- [Dataset records]
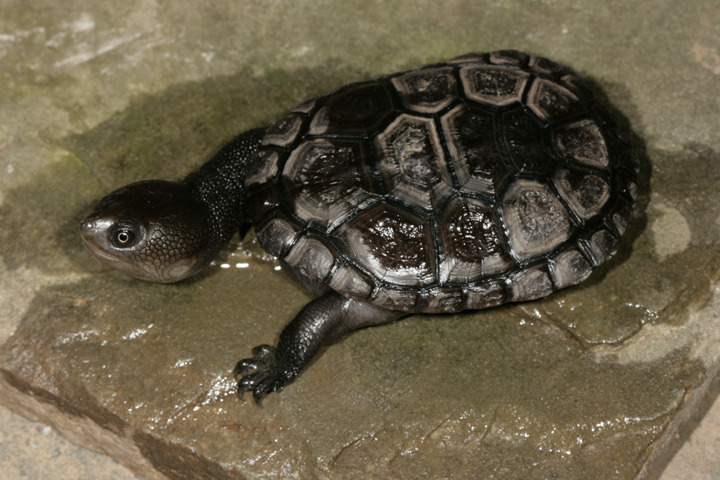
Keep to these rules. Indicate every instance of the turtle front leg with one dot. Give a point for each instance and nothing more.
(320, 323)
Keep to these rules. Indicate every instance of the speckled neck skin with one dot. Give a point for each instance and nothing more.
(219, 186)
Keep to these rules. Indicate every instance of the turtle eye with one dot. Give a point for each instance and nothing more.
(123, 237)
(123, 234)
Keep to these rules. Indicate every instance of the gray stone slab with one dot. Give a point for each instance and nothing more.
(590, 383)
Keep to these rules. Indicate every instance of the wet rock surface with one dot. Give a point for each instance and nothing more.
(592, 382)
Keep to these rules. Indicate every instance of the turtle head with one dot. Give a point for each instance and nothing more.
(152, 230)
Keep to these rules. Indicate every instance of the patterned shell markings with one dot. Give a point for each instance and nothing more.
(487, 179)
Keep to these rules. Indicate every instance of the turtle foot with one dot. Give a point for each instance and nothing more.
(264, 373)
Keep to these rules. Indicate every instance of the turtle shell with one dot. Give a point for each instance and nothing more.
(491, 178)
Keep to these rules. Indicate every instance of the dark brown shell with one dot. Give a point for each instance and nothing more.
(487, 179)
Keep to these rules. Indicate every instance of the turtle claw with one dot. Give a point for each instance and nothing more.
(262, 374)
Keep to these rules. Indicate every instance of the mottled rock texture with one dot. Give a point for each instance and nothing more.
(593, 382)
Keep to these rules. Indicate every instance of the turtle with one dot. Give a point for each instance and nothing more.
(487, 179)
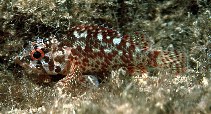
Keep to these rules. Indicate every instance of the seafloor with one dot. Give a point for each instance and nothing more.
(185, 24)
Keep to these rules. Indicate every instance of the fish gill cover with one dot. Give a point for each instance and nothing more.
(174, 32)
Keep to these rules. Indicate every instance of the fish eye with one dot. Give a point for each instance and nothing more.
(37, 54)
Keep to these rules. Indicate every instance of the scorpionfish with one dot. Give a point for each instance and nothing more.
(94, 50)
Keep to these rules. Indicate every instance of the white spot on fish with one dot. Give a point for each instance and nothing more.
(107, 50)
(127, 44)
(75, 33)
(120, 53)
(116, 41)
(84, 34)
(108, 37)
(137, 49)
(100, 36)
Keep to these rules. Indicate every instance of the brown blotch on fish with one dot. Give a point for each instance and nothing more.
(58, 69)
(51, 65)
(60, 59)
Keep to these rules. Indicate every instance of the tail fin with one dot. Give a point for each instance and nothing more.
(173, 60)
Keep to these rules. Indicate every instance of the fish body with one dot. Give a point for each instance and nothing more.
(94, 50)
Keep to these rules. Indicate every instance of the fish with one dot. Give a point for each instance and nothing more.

- [Your objective]
Write the lines above out again exactly, without any of their pictures.

- [Answer for this exercise]
Keep to these rules. Indicate every instance of the turtle front leg with one dot. Give a point for each instance and nothing more.
(320, 323)
Keep to these rules. Indicate every instance of the speckled neck skin with one dot. Give a point for each instance and nothing more.
(219, 186)
Keep to these rules. Indicate every instance of the turtle eye with one dot. Give a point for each instance and nothing more.
(123, 237)
(123, 234)
Keep to these rules. Indicate every instance of the gray stone slab with one dot. Give a point for each instance and nothing more.
(590, 383)
Keep to these rules. Indicate every instance of the wet rock surface with one dot. Give a point for each instance and nothing more.
(592, 382)
Keep to these rules. Indicate every instance of the turtle head with one dot. Give a point for each instance and nothing more.
(152, 230)
Keep to these rules. Indicate every instance of the patterned shell markings with one dot. Give a point for each instance and nothing more.
(487, 179)
Keep to these rules. Indicate every instance of the turtle foot with one dot. Give a point for each instance and nothing more.
(264, 373)
Keep to these rules. Indicate every instance of the turtle shell with one dot. Give a point for each instance and nothing more.
(491, 178)
Keep to these rules. Indicate every instance of the dark brown shell with one dot. Give a point for each instance and nothing more.
(487, 179)
Keep to these rules. Indicate every instance of the turtle claw with one dot. Give a point for each instance and nothing more.
(262, 374)
Keep to these rules. Indicate every instance of the mottled rock texture with one dot. Give a point for each instance and nothing more.
(593, 382)
Keep to these rules. Indicate every instance of the turtle with one dot. Give a point for each instance and nothing more.
(487, 179)
Keep to these rules. Indicate every instance of the seafloor with one dot. Give a point for each instance and nothing more.
(185, 24)
Keep to these rules. Indicate every instance of the fish gill cover with one dot. Give a point for each instance and nothing more.
(174, 32)
Keep to these rules. Indicate every instance of the fish eye with one dot. Give a point for each instance and nothing more.
(37, 54)
Keep to these rules. Indicate every instance of the scorpionfish with one dot. Give a point for each instance and nothing more.
(94, 50)
Keep to these rules. Indicate every instance of the white spot on fish with one dot. Give a point for each instance and nothing more.
(107, 50)
(127, 44)
(75, 33)
(120, 53)
(116, 41)
(84, 34)
(108, 37)
(137, 49)
(100, 36)
Keep to these rules. Indicate every instance of the brown blotch on fish with one dot. Give a point for each instance and nothing more.
(58, 69)
(51, 65)
(60, 59)
Keep to these rules. Indicate every instance of the tail fin with one dot. Give a point for each instance and nothing more.
(173, 60)
Keep to these rules. Indicate every instance of the fish body with one dot. Give a point for each instance and nothing more.
(94, 50)
Keep to these rules. Indicate every instance of the fish with one dot. Give a point for each instance and nothing more.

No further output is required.